Given instruction: Return, unchanged, the lines from the one with "Card — BBoxGrounder v3**" to the one with "Query: woman's face", including both, and leave the pictures out.

Records for the task:

►

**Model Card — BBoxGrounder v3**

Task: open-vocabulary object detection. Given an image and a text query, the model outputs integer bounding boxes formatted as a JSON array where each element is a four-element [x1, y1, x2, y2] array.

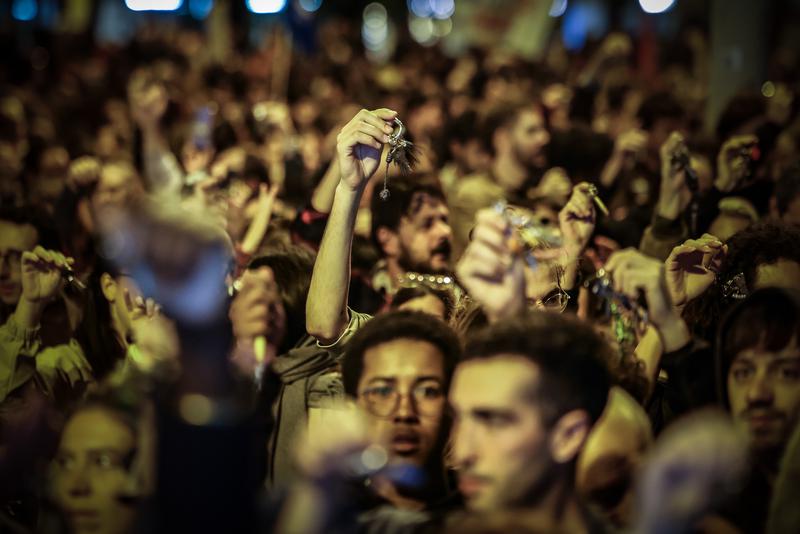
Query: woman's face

◄
►

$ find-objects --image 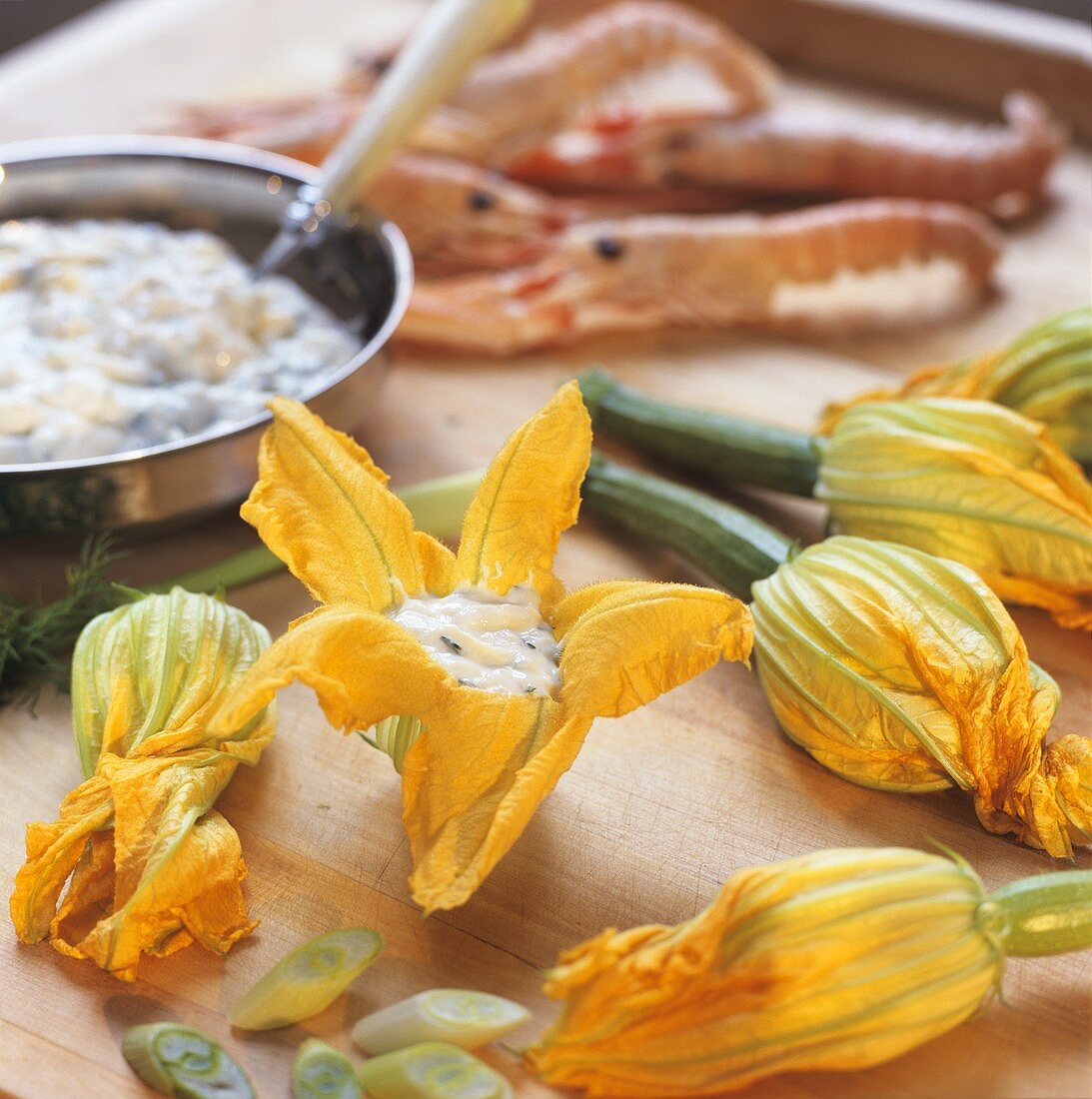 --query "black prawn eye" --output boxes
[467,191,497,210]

◄
►

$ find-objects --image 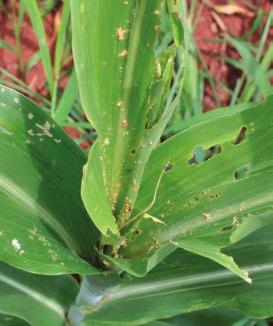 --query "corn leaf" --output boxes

◄

Result of the task:
**Model Card — BBoxGrounder v3**

Task: open-vocabulary object detection. Given an image and a text query, the model outputs integer bounding boxes formatted as a JSON array where each element is a four-element [x1, y1, x2, y2] array.

Query: woman's face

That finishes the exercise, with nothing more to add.